## [STATED GOAL]
Return each line of the items below that contains the string "blue", copied in full. The match is case-sensitive.

(Rows from a dataset of box labels)
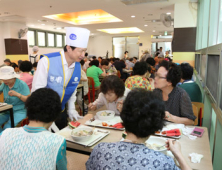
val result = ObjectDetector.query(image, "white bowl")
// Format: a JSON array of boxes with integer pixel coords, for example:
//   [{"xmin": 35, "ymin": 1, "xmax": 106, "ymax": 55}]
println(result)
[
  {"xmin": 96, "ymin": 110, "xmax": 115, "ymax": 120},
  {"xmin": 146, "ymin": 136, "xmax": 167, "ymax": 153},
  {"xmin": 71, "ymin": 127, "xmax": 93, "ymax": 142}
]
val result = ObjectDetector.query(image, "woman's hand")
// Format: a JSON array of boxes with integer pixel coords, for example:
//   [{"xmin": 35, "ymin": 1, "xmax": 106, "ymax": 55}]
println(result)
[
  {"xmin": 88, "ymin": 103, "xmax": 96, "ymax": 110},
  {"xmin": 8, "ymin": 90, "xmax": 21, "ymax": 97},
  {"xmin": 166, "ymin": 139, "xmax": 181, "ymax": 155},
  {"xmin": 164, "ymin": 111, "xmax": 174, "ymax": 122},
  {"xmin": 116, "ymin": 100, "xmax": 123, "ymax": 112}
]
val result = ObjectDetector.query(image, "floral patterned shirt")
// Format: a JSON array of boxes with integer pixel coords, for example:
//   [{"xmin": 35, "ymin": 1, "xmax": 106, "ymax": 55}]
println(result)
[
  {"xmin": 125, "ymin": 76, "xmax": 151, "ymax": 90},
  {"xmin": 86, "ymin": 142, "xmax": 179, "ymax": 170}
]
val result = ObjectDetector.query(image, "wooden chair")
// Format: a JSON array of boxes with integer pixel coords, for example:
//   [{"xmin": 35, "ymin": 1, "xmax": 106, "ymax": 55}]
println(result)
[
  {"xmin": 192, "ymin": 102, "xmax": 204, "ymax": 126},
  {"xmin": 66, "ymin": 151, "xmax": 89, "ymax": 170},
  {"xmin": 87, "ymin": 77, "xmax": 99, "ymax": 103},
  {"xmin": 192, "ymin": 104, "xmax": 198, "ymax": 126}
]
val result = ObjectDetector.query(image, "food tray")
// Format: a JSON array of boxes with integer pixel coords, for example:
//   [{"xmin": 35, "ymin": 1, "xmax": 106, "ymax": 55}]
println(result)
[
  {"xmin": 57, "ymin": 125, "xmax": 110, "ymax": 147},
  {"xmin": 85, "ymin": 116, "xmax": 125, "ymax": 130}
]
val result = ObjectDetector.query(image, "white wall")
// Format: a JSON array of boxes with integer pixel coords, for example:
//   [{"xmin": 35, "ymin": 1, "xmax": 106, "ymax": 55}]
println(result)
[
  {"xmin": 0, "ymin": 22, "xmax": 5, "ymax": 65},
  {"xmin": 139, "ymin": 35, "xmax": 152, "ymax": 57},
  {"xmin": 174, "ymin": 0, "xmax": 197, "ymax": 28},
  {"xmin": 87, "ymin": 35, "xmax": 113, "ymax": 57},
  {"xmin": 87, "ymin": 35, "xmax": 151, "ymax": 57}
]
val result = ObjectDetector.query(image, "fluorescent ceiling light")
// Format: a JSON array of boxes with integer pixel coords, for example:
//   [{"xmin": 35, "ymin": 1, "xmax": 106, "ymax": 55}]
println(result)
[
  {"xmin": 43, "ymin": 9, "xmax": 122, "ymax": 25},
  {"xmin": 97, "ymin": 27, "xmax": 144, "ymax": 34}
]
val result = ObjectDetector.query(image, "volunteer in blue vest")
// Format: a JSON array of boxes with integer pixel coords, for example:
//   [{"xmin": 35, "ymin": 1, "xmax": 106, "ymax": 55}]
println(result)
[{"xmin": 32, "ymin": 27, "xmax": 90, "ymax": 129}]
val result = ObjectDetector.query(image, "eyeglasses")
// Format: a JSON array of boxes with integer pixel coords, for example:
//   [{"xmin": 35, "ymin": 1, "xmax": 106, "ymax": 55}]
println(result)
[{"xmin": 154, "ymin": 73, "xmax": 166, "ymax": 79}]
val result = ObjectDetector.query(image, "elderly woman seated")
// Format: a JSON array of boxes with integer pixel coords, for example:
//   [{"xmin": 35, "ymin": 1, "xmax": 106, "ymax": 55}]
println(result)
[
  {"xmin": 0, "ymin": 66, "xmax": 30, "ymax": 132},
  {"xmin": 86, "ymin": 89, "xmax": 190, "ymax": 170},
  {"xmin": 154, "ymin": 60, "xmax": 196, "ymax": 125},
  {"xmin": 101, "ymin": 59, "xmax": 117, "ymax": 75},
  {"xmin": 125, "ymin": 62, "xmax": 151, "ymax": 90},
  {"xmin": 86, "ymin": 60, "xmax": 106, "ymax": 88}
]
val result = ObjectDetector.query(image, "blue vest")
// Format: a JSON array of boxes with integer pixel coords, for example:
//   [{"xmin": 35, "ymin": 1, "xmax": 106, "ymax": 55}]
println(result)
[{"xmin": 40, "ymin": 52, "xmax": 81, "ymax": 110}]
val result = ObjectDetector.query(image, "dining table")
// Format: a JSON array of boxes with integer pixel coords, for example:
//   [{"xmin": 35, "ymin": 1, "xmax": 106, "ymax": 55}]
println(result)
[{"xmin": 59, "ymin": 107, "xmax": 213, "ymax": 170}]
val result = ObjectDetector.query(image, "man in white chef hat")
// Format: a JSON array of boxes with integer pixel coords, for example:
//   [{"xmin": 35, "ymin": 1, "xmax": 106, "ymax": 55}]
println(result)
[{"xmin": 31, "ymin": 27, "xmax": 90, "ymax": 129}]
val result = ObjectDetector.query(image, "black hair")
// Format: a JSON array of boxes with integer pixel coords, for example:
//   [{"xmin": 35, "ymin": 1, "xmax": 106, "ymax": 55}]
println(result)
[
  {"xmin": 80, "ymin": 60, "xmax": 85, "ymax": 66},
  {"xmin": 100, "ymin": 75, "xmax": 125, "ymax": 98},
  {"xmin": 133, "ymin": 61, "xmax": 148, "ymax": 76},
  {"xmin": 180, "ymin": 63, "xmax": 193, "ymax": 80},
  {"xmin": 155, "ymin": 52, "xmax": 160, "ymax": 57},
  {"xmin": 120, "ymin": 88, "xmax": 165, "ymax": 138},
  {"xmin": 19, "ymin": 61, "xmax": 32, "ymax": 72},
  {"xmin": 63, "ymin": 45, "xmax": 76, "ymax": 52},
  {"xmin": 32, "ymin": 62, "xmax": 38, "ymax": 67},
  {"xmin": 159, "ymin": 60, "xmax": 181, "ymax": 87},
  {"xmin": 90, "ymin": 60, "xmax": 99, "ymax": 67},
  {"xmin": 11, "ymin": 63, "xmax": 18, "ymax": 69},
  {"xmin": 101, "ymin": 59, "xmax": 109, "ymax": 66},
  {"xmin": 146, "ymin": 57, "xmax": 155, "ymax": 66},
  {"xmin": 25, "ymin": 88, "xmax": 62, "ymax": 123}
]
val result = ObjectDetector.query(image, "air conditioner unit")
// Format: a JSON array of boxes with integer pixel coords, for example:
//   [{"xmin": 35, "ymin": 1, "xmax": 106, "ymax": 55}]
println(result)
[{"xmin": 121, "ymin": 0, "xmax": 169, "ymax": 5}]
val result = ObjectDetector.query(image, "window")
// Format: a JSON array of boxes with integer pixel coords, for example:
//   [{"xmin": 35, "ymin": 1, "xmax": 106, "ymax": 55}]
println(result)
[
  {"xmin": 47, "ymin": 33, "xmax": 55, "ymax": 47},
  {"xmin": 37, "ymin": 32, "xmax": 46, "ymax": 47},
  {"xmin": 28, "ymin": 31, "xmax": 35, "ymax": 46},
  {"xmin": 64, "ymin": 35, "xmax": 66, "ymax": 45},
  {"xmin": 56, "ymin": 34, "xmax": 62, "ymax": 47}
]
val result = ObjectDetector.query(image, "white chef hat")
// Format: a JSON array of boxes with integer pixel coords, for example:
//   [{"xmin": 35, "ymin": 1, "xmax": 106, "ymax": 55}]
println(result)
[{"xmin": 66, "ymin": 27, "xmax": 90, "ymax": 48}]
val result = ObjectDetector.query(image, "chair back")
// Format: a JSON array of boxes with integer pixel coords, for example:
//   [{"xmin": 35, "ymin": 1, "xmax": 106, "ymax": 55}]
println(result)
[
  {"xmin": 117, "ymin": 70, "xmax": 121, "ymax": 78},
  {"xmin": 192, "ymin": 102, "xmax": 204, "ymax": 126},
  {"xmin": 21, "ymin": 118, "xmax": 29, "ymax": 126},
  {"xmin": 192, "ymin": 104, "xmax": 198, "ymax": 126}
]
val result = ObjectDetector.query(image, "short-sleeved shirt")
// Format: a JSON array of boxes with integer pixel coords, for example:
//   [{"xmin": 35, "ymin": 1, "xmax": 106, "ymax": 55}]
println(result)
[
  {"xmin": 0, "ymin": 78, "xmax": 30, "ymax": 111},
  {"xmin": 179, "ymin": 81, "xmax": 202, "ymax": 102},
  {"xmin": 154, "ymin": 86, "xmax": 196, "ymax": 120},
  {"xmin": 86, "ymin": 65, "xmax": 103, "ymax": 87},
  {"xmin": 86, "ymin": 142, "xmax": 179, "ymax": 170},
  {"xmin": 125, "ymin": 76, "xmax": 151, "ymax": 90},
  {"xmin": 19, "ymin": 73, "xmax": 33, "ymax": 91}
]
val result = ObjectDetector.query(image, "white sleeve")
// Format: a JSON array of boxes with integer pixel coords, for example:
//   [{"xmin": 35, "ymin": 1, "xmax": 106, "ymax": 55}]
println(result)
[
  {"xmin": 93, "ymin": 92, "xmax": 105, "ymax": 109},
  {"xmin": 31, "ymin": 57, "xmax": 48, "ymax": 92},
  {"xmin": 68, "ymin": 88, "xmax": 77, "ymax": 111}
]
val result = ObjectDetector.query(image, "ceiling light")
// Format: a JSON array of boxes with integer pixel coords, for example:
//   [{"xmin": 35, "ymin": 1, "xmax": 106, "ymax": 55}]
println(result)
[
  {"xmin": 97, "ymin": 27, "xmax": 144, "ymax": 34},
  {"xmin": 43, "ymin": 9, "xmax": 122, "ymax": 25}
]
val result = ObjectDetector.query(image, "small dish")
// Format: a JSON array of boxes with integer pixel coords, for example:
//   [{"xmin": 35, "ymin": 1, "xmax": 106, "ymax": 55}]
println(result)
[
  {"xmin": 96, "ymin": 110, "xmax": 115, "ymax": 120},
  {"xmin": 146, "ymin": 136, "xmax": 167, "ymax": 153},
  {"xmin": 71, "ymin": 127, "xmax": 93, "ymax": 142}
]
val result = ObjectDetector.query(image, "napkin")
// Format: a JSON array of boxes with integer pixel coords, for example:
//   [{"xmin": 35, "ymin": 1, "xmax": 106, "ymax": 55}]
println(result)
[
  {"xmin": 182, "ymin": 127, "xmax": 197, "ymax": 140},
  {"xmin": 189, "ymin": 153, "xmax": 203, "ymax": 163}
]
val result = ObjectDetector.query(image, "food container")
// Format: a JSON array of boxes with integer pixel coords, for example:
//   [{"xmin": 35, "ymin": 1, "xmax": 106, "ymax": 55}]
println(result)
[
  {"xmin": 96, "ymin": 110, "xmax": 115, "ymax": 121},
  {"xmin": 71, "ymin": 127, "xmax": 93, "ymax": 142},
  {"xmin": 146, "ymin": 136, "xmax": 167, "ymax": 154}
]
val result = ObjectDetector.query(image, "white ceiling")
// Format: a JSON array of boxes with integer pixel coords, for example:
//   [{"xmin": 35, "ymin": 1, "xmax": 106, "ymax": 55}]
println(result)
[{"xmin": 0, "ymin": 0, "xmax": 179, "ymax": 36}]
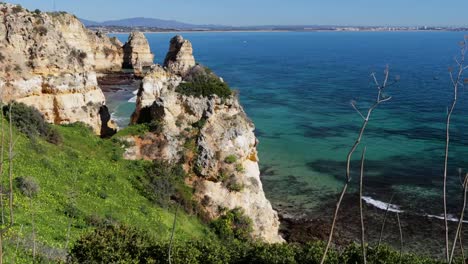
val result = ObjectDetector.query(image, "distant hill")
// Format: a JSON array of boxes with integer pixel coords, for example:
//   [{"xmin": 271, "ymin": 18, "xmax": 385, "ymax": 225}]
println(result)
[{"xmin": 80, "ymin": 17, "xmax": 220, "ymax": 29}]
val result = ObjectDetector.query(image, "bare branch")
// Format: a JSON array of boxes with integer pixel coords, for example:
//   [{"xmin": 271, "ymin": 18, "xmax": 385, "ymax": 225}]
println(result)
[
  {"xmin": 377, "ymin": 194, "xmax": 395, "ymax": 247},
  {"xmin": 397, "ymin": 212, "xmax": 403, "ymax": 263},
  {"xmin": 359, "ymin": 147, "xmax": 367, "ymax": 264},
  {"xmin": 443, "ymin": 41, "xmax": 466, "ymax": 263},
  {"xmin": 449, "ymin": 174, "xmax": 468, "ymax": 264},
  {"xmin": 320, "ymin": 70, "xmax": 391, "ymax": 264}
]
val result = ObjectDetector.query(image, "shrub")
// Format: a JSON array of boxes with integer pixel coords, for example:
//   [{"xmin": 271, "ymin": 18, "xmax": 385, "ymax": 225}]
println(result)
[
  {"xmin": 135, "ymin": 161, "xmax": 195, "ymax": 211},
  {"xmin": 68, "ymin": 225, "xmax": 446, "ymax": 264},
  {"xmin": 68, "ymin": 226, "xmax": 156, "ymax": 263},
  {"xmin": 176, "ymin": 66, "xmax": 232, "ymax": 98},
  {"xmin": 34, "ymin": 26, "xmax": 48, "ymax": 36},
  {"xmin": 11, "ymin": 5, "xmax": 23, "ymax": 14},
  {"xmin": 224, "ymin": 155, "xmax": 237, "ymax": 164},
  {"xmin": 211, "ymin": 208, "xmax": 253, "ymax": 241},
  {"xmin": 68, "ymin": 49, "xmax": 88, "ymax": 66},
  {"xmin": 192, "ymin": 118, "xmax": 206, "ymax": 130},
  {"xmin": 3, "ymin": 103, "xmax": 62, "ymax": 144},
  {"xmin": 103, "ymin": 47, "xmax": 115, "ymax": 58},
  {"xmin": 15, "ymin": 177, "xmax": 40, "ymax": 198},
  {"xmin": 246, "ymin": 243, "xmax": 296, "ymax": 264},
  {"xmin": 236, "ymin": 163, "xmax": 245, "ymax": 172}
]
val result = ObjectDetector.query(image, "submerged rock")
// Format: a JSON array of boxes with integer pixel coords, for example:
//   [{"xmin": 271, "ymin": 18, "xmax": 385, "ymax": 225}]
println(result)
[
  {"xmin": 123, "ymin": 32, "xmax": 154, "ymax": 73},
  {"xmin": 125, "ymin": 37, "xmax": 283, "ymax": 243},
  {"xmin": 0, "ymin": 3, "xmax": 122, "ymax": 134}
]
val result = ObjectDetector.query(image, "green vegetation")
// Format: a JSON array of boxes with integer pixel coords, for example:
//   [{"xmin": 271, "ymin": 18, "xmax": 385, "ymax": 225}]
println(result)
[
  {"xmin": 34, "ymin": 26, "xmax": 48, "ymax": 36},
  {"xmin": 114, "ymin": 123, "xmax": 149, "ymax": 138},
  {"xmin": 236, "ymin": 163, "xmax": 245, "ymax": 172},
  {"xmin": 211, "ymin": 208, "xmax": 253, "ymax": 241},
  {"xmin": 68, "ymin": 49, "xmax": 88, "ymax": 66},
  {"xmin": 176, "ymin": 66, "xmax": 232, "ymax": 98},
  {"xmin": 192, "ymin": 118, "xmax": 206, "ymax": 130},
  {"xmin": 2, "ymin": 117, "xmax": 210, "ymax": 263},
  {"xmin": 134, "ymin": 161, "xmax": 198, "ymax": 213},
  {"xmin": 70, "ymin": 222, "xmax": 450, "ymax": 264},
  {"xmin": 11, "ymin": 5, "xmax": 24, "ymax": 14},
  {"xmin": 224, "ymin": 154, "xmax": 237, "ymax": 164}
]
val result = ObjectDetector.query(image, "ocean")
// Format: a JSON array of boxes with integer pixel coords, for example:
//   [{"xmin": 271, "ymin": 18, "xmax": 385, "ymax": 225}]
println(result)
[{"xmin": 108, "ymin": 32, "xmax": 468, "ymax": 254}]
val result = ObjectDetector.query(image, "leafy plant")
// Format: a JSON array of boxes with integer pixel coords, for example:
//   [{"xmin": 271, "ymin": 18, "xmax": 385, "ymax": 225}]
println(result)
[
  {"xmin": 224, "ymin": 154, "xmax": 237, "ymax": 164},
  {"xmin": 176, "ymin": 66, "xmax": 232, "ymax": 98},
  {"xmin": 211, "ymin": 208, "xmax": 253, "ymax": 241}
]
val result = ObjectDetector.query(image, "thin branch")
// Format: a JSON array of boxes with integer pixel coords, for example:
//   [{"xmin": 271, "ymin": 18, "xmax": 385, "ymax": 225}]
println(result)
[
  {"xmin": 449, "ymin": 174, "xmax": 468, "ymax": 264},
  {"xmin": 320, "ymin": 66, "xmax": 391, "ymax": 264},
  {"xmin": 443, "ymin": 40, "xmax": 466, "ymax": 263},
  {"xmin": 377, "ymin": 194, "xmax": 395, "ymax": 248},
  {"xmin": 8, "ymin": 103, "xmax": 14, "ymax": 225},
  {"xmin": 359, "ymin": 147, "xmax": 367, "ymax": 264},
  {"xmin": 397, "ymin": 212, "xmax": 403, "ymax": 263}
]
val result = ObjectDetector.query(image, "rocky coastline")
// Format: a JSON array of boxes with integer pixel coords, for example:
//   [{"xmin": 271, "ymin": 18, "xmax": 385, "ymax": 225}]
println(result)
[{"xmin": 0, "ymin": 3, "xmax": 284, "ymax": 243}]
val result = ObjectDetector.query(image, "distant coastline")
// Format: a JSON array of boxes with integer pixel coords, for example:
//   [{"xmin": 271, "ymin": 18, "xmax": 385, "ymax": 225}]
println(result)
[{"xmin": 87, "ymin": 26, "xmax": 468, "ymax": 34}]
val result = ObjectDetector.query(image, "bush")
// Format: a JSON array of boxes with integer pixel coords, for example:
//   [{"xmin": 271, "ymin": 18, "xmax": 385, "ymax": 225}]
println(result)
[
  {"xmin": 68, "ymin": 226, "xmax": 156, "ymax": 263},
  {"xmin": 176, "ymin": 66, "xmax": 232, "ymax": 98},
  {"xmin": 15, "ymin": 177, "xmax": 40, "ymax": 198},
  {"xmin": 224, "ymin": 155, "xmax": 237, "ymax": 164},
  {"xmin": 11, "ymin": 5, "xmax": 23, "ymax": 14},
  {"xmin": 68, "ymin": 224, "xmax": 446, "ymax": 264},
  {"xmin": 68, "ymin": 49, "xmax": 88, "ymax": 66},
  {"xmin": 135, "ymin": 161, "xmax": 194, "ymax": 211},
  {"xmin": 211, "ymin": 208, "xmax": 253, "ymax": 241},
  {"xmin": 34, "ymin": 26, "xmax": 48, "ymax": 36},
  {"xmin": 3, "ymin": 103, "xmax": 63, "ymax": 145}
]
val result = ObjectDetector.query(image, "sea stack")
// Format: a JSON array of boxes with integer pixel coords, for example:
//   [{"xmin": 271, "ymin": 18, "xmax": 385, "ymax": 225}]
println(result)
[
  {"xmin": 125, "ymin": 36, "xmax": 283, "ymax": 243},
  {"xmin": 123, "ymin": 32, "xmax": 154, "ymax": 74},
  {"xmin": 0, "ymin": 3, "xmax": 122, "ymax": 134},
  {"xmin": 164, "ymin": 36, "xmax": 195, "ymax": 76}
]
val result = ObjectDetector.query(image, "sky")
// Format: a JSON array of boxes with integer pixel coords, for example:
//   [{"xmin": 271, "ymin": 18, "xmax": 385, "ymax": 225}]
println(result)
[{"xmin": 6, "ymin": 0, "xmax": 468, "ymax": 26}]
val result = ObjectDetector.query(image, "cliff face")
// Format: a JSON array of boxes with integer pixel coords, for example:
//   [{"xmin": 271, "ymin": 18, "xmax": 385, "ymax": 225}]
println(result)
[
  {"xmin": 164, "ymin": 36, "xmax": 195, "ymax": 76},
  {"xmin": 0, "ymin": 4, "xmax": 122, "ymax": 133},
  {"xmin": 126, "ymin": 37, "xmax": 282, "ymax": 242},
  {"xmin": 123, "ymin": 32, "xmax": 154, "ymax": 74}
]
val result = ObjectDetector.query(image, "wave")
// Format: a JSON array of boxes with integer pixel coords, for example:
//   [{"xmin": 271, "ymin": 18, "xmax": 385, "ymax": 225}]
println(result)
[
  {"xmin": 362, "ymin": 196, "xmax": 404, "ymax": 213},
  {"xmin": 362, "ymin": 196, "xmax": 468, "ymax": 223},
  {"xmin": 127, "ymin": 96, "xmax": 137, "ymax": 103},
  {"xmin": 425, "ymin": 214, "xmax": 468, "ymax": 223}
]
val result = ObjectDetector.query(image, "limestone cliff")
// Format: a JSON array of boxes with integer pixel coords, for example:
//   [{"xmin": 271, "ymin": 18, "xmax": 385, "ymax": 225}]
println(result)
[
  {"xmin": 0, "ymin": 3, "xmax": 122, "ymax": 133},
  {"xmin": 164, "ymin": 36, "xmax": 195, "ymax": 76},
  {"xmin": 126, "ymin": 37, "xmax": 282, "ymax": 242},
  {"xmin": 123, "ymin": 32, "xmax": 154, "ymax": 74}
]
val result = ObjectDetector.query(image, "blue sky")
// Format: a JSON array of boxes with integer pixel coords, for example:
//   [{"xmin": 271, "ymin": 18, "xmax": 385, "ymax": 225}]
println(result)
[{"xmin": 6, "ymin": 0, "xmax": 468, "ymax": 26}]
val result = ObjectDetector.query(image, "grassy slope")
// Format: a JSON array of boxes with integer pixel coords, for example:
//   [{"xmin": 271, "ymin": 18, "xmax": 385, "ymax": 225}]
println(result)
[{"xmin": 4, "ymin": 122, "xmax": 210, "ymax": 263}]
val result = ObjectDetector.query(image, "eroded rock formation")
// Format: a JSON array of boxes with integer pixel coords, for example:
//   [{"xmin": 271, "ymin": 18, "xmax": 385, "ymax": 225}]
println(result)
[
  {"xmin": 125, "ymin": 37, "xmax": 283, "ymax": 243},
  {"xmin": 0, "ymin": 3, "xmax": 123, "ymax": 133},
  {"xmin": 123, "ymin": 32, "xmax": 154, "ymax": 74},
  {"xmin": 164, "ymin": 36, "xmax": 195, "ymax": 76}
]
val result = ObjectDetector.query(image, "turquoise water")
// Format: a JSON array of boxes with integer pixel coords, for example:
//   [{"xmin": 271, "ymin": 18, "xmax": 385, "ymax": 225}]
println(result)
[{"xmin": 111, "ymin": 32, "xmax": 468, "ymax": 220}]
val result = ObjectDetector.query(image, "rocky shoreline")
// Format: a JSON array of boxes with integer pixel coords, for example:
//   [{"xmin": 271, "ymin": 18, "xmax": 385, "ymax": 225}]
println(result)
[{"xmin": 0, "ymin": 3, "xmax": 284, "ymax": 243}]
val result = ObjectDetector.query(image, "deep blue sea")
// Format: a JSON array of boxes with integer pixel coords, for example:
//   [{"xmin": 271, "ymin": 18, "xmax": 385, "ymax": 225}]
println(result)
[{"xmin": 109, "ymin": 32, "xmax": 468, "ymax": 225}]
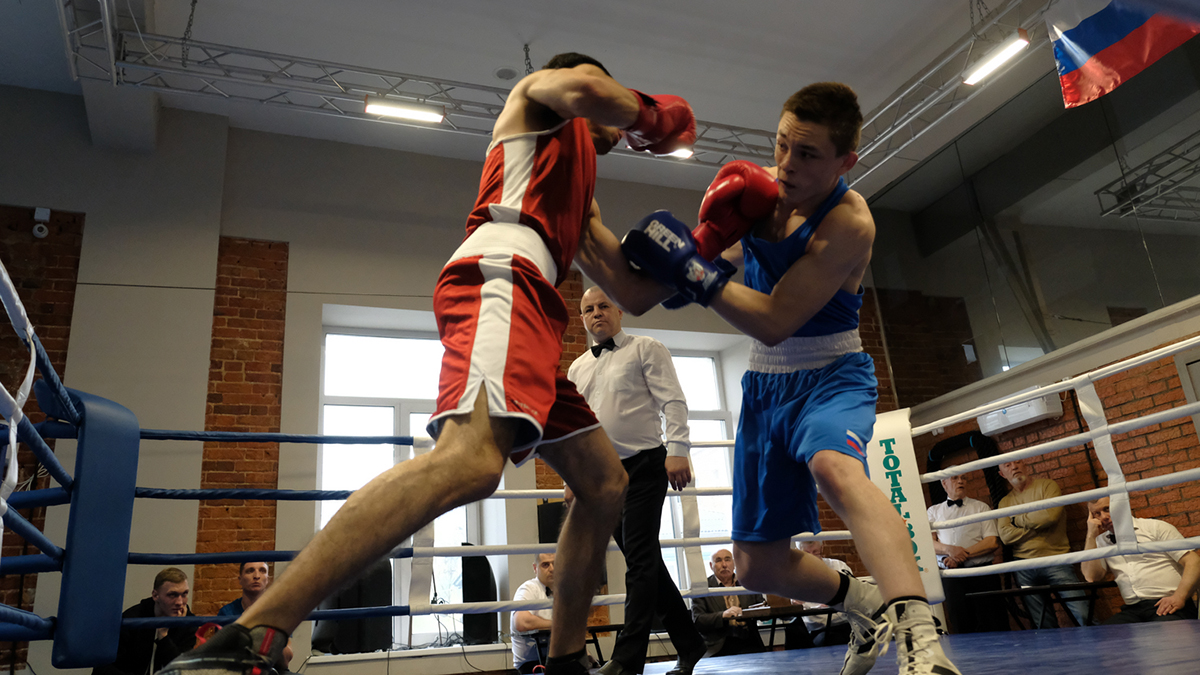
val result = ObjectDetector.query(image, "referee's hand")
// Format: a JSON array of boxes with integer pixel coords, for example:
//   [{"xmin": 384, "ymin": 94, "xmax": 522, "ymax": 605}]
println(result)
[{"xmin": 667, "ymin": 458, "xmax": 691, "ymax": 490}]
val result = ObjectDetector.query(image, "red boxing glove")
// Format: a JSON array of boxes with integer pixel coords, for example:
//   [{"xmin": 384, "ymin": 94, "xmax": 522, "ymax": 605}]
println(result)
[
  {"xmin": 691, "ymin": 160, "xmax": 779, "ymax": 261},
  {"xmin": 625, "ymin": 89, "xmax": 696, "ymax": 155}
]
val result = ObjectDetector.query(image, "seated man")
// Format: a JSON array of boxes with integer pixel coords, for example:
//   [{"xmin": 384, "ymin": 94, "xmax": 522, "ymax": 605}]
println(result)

## [THE REPLY]
val result = ObjectDetector.query(image, "volunteer in blue vest")
val result = ObjectDetector.query(image, "blue vest")
val result = ObjectDetector.query(image, "blue sky")
val result = ObjectDetector.query(image, "deep blue sea")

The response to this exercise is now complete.